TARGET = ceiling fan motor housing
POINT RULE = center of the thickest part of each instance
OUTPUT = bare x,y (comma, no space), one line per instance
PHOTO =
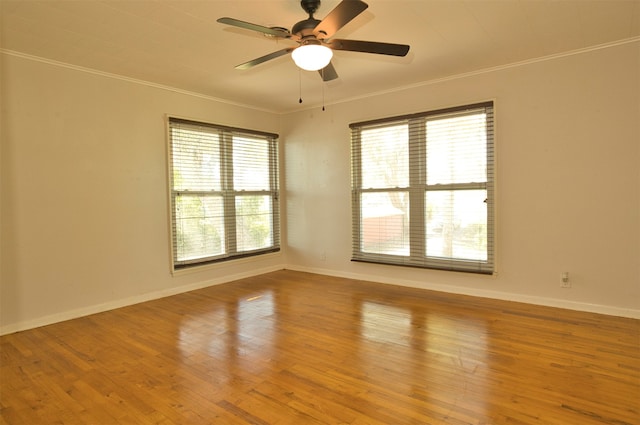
305,28
310,6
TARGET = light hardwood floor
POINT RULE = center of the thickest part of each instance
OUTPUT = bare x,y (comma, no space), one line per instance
297,348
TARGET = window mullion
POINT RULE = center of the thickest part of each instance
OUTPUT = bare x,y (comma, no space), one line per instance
417,177
228,192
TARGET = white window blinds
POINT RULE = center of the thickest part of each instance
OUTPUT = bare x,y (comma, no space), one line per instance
422,189
224,192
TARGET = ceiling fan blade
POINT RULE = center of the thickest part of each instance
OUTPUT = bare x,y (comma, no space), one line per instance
263,59
342,14
369,47
328,73
254,27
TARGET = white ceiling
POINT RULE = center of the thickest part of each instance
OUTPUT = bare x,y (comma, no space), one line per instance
178,43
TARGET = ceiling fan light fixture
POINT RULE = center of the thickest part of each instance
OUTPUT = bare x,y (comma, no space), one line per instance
312,57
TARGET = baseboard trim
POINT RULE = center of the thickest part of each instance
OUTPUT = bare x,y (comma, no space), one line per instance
504,296
124,302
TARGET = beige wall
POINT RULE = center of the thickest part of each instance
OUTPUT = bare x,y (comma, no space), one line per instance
568,182
84,192
84,199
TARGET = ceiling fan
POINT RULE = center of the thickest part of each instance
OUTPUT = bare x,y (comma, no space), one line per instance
315,45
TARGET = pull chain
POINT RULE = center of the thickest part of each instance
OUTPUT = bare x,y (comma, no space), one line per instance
300,85
322,88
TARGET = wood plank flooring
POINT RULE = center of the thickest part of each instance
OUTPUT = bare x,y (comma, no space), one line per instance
297,348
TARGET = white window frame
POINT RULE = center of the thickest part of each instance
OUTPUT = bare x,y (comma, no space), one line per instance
417,189
226,192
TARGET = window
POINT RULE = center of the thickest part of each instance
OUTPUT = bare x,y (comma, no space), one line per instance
224,192
423,189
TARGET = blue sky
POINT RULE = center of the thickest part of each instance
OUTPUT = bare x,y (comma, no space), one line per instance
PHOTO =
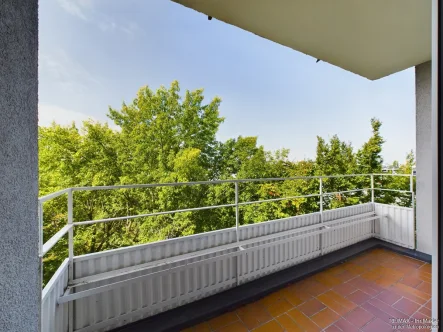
98,53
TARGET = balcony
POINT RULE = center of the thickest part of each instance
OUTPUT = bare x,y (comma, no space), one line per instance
371,292
176,283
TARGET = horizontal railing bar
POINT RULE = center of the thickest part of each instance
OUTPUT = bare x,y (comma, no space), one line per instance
90,222
393,174
395,190
278,199
55,238
53,195
175,184
122,283
194,254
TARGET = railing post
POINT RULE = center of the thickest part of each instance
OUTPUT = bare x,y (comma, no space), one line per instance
237,230
411,187
40,238
321,214
71,255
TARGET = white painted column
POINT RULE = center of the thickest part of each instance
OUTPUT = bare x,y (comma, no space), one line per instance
20,287
424,157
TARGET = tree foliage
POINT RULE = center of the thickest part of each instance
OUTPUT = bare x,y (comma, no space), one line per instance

> _Treść zadania_: Przedstaw powyższe wiersze jako listę JSON złożoną z ciągów znaków, po jednym elemencie na każdy wiersz, z pominięciem pustych wierszy. Obrazy nie mogą trafić do odpowiedzi.

> _Rozwiązanie pisemne_:
[
  "TARGET = ceiling fan motor housing",
  "POINT RULE = center of the thickest part of each instance",
  "OUTPUT = bare x,y (comma, no space), one line per instance",
  "PHOTO =",
  "305,28",
  "310,6",
  "TARGET = light hardwood floor",
  "POINT RULE = center of the thickest part of each instance",
  "OUTPUT = bare x,y (comma, no space), one line per instance",
  "297,348",
  "TARGET = window mullion",
  "POINT RULE = center of the thickest part of each instance",
  "OUTPUT = bare x,y (comma, no space), one line per instance",
  "417,177",
  "228,192",
  "TARGET = white window blinds",
  "POINT RULE = center of the thickest part of each instance",
  "OUTPUT = bare x,y (comma, no space), one line per instance",
  "422,189",
  "224,192",
  "TARGET = ceiling fan blade",
  "POINT RULE = center of the thickest part of each instance",
  "OUTPUT = bare x,y (comma, no space), one line per instance",
  "263,59",
  "342,14",
  "369,47",
  "328,73",
  "254,27",
  "TARGET = white ceiling",
  "POINT RULE = center of the thickest part of each instance",
  "OUTPUT = bare x,y (comma, no space), one line per instance",
  "178,43",
  "TARGET = ceiling fan light fixture",
  "POINT RULE = center of the thickest part of each instance",
  "OUTPUT = bare x,y (comma, no space), one line per instance",
  "312,57",
  "TARGET = baseboard trim",
  "POINT RULE = center of the thickest part of each instance",
  "OUTPUT = bare x,y (comma, no space), one line per instance",
  "504,296",
  "124,302",
  "TARGET = beige wall",
  "POINT RULE = center of the thickest part of each instance",
  "OUTPUT = bare x,y (comma, no space), one line per instance",
  "568,182",
  "84,192",
  "84,199",
  "TARGET = ceiling fan",
  "POINT RULE = center of the thickest part of each instance",
  "OUTPUT = bare x,y (comma, no space), one line per instance",
  "315,45",
  "TARGET = pull chain",
  "POINT RULE = center of the thickest part of each instance",
  "OUTPUT = bare x,y (comma, no space), one line per instance",
  "300,85",
  "322,88",
  "TARGET = wood plank flooring",
  "POINT RULE = center of the thickest part of each instance",
  "OUTPUT = bare x,y (comma, no space), one line per instance",
  "297,348",
  "TARGET = white window frame",
  "POINT RULE = center of the thickest part of each instance",
  "OUTPUT = bare x,y (comma, no space), one line per instance",
  "417,189",
  "226,192",
  "TARGET = window",
  "POINT RULE = center of the thickest part of each instance",
  "OUTPUT = bare x,y (comma, no space), one line per instance",
  "224,192",
  "423,189",
  "TARGET = blue sky",
  "POINT RULE = center of the thickest part of each instance",
  "OUTPUT = bare x,y (comma, no space), one line per instance",
  "PHOTO =",
  "98,53",
  "TARGET = balcony",
  "POINT RULE = center of the thickest part of each instance",
  "OUTPUT = bare x,y (comma, no space), one line per instance",
  "371,292",
  "176,283",
  "TARGET = horizontal railing bar",
  "POINT RULE = center of the thickest part of each instance",
  "OUTPUT = bare x,y (comma, no space), one line per instance",
  "90,222",
  "393,174",
  "395,190",
  "278,199",
  "55,238",
  "53,195",
  "175,184",
  "122,283",
  "194,254",
  "TARGET = railing post",
  "POINT RULE = center of the thickest part of each instance",
  "OUTPUT = bare x,y (comma, no space), one line per instance",
  "237,230",
  "411,187",
  "40,238",
  "321,214",
  "71,255",
  "TARGET = white painted column",
  "POINT RULE = center of the thickest part of each instance",
  "OUTPUT = bare x,y (comma, no space), one line per instance",
  "20,287",
  "424,157",
  "TARGET = tree foliage",
  "POINT RULE = center of the thickest part of each instance",
  "OUTPUT = bare x,y (comma, no space), one line per instance"
]